- Data shown
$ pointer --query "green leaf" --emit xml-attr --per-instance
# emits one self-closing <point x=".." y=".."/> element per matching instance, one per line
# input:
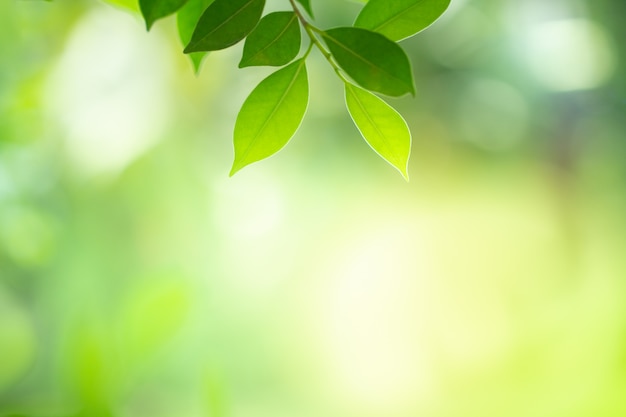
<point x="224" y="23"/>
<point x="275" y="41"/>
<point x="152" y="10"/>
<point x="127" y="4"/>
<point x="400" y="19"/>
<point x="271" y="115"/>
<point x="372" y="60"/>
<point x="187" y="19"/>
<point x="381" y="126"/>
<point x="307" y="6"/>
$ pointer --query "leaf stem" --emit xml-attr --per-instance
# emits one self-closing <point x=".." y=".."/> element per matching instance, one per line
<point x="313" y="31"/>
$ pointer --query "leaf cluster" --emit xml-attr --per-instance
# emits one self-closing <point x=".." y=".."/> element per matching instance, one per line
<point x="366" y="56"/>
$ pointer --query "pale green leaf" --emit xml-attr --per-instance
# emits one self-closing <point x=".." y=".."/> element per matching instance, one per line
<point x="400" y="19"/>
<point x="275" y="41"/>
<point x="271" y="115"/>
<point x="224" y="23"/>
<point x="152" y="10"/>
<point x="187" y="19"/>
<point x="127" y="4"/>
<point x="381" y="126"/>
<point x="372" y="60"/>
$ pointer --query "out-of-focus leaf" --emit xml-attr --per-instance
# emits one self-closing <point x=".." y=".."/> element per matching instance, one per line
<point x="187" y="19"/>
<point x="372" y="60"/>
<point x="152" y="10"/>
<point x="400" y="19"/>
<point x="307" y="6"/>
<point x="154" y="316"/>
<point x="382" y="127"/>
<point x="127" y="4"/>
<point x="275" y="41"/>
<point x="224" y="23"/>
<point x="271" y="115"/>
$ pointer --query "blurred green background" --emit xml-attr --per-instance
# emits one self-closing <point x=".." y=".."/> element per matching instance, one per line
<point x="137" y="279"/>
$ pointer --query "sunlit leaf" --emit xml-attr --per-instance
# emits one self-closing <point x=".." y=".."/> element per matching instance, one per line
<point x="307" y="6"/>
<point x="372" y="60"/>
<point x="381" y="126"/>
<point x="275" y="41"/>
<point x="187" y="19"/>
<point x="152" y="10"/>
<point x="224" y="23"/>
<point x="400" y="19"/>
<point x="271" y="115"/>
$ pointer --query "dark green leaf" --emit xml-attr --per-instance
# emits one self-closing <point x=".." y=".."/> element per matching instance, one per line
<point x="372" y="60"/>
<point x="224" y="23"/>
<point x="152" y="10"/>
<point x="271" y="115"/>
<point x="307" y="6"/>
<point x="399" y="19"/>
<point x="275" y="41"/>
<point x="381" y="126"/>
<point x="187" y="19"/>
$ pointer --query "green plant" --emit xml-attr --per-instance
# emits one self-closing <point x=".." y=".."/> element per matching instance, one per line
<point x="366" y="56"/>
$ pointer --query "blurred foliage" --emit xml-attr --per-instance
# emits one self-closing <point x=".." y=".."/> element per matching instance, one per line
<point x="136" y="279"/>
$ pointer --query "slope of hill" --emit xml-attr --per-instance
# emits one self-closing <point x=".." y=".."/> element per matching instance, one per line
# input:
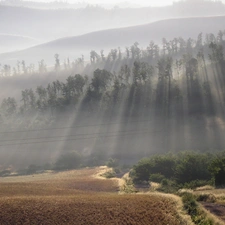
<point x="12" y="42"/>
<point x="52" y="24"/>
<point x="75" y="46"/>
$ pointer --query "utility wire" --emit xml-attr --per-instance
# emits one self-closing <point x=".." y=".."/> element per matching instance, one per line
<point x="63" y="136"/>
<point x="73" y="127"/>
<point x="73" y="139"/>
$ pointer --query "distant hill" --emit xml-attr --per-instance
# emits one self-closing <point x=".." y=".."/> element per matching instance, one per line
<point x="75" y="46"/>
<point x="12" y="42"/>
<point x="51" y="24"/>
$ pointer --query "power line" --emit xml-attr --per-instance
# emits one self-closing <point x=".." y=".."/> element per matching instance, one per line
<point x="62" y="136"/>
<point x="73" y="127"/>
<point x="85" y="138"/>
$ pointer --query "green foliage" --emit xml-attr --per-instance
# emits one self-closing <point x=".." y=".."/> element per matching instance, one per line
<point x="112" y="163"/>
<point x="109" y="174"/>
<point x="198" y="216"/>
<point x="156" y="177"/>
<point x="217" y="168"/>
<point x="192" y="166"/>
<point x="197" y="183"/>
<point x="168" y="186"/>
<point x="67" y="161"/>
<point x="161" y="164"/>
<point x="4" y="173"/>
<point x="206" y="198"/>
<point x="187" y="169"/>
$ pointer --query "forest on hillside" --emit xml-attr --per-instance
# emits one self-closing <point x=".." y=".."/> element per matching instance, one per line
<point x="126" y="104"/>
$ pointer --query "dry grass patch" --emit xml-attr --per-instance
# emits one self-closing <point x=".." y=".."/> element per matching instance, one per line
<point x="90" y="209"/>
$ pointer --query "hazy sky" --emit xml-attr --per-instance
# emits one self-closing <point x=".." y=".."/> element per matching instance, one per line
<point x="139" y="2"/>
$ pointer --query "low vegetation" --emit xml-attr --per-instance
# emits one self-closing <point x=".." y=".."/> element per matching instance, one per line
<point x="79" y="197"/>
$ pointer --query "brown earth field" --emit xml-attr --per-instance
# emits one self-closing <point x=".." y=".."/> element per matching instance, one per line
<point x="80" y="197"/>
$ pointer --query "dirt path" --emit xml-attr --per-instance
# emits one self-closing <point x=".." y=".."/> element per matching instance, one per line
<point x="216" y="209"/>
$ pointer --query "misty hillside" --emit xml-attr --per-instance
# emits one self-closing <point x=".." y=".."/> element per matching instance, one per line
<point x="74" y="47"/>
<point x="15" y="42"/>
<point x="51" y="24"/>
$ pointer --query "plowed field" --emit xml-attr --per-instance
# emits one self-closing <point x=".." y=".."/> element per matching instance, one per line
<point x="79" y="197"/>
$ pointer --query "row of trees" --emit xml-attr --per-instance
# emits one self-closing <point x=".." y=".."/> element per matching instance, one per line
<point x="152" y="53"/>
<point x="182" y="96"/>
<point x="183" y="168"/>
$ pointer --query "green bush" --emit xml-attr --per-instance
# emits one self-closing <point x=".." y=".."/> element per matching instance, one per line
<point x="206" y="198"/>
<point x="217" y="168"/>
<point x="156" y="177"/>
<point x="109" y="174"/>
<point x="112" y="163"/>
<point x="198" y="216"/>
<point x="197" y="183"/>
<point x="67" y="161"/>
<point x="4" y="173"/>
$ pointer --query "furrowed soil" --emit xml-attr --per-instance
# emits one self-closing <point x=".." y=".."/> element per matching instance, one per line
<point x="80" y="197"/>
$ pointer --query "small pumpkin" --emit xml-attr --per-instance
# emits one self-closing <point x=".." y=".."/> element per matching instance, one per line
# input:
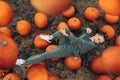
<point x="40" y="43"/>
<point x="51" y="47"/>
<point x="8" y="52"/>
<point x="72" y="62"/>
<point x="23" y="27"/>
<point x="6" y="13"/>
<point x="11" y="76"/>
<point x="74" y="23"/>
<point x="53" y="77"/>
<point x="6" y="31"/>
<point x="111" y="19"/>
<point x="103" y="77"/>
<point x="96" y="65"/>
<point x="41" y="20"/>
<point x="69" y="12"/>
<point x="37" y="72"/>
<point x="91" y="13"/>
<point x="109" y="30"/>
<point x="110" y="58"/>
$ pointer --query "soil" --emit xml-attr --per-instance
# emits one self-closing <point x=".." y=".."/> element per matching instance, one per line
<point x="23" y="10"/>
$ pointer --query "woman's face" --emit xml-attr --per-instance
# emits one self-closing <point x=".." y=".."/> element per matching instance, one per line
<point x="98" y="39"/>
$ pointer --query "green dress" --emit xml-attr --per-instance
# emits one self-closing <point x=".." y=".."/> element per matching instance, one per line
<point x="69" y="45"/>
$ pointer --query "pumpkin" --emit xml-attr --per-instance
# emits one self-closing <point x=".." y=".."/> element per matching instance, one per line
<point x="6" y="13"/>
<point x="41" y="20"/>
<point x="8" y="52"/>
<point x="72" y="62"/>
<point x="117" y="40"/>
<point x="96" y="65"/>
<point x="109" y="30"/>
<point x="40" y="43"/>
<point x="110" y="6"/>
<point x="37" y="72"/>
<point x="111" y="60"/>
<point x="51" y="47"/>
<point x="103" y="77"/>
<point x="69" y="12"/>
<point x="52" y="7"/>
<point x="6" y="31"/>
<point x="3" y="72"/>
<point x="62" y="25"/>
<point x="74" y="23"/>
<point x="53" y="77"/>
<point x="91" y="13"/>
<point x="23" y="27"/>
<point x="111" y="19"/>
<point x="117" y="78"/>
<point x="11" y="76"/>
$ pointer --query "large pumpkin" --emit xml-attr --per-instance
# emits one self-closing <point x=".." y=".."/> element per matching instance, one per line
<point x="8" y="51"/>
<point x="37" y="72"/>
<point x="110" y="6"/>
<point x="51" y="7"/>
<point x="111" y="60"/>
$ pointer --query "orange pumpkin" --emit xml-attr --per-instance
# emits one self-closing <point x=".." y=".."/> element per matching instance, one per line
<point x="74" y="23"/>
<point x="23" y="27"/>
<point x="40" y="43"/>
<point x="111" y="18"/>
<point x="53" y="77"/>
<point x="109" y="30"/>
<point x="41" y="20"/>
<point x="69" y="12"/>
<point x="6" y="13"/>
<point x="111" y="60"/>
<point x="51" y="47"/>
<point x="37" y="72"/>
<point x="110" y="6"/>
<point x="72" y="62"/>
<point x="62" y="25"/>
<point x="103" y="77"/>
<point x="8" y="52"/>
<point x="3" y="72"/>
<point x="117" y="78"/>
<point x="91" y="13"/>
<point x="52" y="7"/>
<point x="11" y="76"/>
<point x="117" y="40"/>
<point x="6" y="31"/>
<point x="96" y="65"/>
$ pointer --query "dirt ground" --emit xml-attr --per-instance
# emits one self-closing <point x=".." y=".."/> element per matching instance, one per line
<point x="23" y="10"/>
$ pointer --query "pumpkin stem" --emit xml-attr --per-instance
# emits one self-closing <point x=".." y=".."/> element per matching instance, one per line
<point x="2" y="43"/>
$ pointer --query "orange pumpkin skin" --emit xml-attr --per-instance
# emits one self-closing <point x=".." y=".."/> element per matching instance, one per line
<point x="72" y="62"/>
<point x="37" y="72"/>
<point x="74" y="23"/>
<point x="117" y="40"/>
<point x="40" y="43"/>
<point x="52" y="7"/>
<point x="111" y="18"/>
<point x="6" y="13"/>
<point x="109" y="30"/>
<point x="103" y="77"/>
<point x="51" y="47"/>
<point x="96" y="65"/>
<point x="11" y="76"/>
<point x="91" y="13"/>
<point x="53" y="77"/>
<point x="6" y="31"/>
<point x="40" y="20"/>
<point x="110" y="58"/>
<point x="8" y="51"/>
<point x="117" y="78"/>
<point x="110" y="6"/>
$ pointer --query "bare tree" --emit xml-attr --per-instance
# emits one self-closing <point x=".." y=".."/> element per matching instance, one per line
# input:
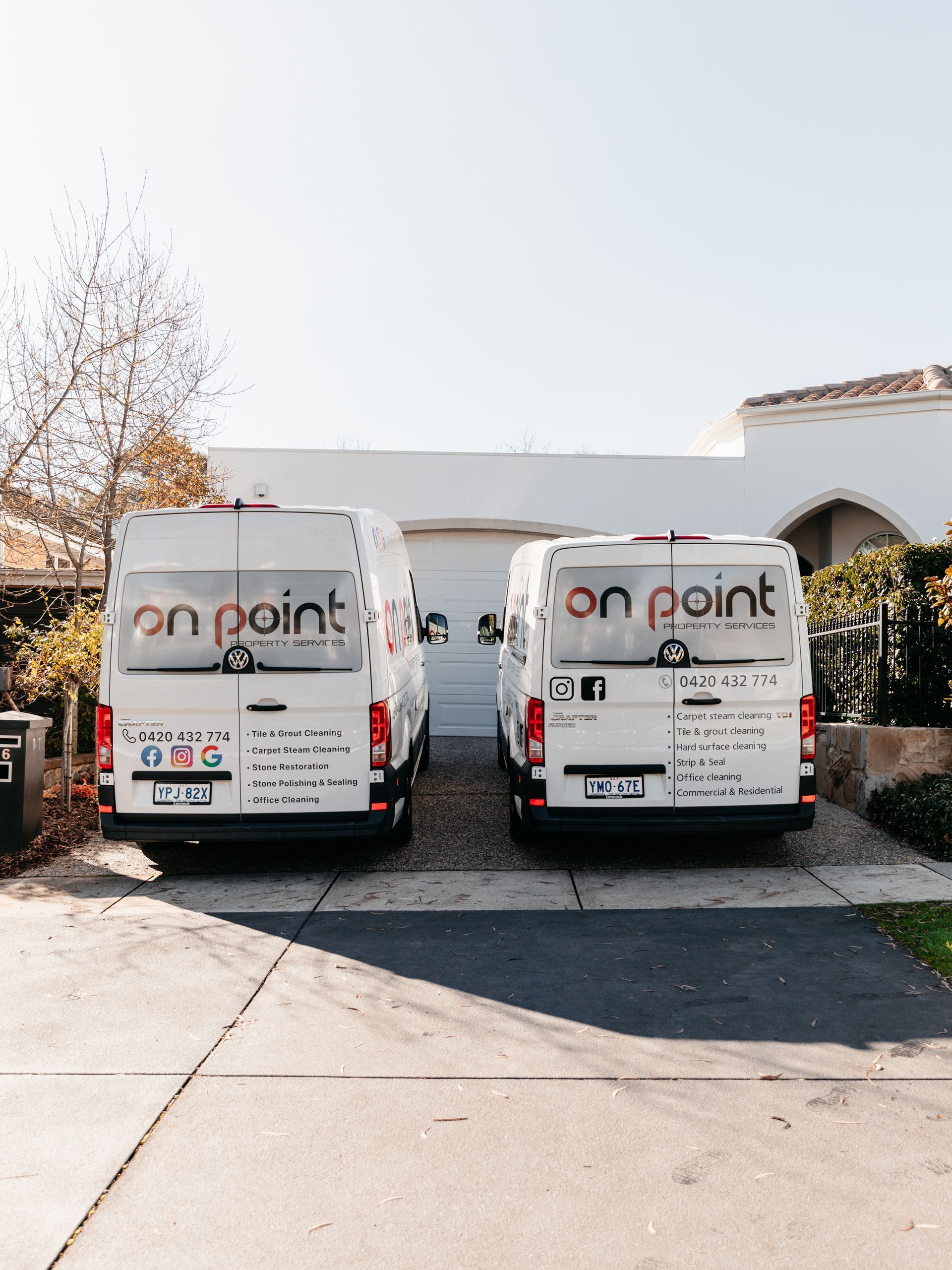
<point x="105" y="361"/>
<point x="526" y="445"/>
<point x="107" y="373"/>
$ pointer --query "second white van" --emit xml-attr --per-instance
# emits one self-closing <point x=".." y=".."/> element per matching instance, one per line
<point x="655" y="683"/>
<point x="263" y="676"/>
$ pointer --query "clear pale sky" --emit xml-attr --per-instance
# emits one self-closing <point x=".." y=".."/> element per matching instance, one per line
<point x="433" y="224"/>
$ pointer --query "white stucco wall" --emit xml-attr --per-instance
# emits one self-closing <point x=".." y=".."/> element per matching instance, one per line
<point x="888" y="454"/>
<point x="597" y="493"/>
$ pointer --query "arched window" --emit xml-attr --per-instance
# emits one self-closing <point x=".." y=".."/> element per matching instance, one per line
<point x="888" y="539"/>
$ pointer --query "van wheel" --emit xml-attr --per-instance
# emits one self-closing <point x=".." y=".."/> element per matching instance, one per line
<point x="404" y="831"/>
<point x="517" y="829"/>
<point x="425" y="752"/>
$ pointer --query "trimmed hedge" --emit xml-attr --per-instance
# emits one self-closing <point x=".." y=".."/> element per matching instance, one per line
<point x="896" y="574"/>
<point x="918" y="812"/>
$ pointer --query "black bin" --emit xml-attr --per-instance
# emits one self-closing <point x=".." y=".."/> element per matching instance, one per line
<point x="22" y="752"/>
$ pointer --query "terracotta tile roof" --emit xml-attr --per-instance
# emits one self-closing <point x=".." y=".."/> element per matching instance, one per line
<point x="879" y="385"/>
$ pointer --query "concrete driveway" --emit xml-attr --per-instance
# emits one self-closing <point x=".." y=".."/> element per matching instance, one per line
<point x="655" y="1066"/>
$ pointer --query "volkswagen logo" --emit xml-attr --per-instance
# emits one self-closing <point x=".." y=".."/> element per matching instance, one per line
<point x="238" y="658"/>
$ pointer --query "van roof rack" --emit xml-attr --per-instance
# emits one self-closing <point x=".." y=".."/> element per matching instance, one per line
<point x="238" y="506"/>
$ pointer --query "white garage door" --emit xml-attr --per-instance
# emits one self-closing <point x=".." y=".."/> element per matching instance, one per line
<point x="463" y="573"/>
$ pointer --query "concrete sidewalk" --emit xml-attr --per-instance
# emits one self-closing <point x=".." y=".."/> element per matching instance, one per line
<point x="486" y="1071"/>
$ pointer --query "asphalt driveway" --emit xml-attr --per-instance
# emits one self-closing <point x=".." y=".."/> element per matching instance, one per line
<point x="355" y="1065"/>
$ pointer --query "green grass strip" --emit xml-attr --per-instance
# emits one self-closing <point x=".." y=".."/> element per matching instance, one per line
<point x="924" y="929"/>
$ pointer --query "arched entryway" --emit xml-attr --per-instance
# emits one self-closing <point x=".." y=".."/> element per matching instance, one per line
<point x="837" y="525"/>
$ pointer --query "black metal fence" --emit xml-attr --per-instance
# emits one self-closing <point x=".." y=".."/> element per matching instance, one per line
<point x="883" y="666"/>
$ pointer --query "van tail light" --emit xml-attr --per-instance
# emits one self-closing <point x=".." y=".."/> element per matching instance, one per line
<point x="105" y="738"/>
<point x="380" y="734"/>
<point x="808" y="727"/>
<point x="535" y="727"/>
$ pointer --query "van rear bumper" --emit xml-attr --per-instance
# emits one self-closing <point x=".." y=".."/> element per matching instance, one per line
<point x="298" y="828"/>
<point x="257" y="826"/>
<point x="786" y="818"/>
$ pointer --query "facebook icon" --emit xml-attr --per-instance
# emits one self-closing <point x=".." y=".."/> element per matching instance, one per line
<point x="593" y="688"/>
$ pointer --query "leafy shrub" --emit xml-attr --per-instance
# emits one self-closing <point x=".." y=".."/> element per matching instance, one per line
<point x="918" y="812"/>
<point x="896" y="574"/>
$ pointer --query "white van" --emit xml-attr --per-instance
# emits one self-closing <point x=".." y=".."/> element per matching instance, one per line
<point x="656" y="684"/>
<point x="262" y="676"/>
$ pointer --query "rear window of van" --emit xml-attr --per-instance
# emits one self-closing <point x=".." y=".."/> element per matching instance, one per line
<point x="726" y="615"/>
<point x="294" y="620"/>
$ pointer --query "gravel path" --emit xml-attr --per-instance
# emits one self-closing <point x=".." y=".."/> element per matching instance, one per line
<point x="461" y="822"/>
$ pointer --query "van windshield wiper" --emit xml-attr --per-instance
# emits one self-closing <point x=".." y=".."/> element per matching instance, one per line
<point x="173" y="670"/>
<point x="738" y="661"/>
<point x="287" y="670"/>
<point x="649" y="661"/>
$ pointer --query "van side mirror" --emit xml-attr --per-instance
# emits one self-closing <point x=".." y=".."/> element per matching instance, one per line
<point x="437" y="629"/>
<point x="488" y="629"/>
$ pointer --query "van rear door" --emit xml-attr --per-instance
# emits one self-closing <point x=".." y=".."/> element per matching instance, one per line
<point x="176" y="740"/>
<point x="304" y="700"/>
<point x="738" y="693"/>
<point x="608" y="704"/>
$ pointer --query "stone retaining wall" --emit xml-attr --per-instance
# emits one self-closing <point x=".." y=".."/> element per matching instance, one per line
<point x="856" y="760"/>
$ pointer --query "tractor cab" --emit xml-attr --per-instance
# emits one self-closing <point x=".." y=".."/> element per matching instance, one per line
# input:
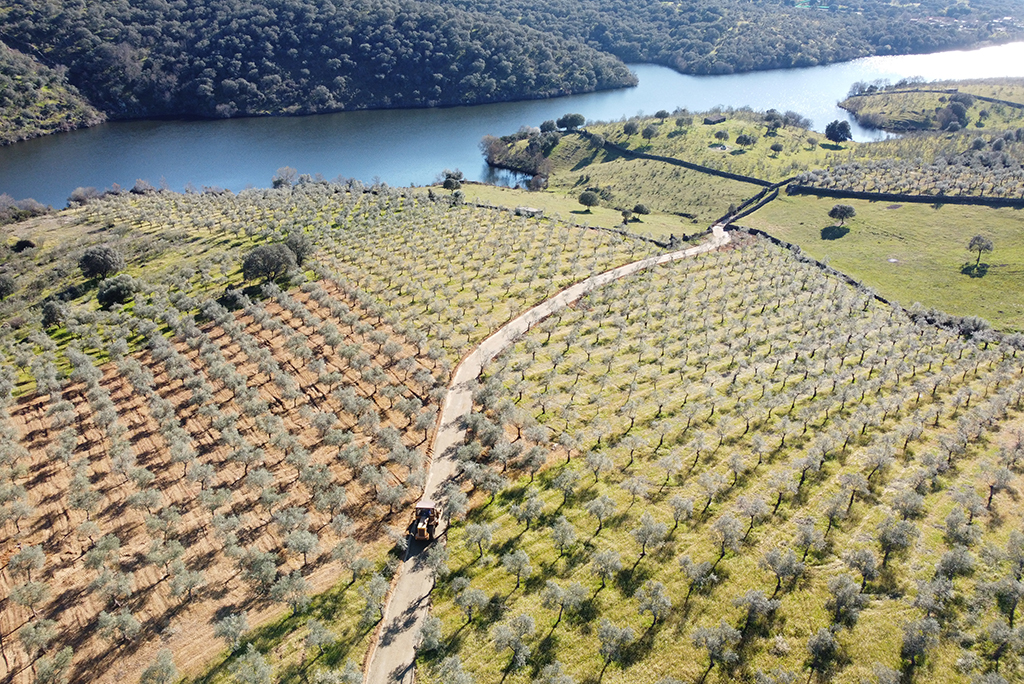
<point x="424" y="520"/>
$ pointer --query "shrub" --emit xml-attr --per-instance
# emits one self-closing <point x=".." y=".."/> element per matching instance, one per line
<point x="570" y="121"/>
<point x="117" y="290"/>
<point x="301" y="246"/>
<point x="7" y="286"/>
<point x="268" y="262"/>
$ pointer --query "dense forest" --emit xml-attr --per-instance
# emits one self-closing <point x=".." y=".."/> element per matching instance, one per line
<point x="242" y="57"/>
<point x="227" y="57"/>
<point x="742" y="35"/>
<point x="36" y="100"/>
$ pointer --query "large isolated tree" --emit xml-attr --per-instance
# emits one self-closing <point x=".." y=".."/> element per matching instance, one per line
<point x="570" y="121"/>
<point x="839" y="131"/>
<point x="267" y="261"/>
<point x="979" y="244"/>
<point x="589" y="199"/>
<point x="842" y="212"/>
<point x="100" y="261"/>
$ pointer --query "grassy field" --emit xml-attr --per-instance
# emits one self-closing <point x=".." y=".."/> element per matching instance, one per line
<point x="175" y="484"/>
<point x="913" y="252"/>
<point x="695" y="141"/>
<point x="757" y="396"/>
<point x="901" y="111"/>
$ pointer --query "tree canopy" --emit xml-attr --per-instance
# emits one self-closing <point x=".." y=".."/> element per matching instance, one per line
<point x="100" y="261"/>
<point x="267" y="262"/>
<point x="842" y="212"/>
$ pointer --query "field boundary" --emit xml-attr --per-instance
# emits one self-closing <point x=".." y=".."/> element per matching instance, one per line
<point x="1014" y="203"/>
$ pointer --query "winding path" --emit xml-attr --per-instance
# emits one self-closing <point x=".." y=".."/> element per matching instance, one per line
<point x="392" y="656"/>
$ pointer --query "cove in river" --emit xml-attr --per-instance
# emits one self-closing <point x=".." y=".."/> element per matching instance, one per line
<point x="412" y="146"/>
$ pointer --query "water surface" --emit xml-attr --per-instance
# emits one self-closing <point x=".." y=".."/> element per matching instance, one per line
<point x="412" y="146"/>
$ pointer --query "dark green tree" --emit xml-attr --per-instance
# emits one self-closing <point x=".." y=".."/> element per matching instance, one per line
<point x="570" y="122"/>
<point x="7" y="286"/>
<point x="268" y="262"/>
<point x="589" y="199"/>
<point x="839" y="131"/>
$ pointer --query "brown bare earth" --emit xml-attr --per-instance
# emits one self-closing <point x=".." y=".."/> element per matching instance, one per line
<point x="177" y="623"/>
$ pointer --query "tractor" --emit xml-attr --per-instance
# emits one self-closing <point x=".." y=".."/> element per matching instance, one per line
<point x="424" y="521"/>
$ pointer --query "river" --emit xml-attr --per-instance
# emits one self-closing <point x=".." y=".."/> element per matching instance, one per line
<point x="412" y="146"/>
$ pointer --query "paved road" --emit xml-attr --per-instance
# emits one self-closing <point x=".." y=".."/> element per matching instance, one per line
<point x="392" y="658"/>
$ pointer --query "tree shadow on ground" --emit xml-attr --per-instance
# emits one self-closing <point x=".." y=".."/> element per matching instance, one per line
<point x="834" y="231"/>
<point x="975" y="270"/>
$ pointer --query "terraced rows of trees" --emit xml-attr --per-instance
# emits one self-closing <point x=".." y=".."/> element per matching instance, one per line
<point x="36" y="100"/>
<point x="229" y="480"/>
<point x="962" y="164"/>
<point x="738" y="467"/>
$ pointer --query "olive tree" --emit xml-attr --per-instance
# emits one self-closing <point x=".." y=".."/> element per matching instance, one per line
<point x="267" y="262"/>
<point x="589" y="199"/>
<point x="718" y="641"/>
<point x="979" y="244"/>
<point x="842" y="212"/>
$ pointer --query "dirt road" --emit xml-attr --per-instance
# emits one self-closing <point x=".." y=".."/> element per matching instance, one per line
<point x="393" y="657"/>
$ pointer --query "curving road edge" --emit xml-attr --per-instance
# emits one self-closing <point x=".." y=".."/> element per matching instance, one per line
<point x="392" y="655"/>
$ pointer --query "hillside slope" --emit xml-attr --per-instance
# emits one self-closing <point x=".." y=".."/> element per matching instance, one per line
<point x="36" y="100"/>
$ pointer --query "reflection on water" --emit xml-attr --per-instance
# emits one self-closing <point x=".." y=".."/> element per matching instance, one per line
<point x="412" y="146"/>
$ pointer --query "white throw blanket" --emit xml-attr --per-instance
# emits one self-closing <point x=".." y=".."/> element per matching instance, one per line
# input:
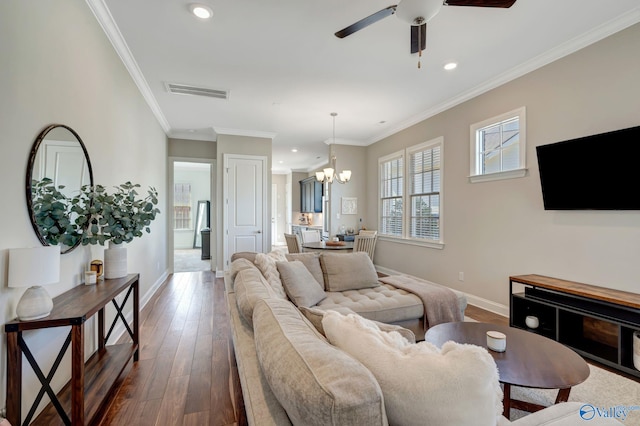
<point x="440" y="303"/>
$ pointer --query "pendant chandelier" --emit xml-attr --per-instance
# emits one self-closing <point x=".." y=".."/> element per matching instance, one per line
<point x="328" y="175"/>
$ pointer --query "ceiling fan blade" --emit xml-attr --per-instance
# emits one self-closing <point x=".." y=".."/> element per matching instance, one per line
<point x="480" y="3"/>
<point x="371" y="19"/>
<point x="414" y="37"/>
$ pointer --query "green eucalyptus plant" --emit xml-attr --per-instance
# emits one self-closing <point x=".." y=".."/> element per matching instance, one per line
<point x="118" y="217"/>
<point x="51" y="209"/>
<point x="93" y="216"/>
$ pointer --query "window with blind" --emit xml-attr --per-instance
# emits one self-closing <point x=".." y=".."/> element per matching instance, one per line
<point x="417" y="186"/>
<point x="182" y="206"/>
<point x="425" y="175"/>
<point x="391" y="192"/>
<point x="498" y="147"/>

- Given problem
Gather every line of the items above that contains the word "brown". Letter case counts.

- Reply to the exercise
$ pointer --query "brown earth field" --emit xml-attr --per-instance
$ pointer --query "brown bare earth" --emit xml-attr --per-instance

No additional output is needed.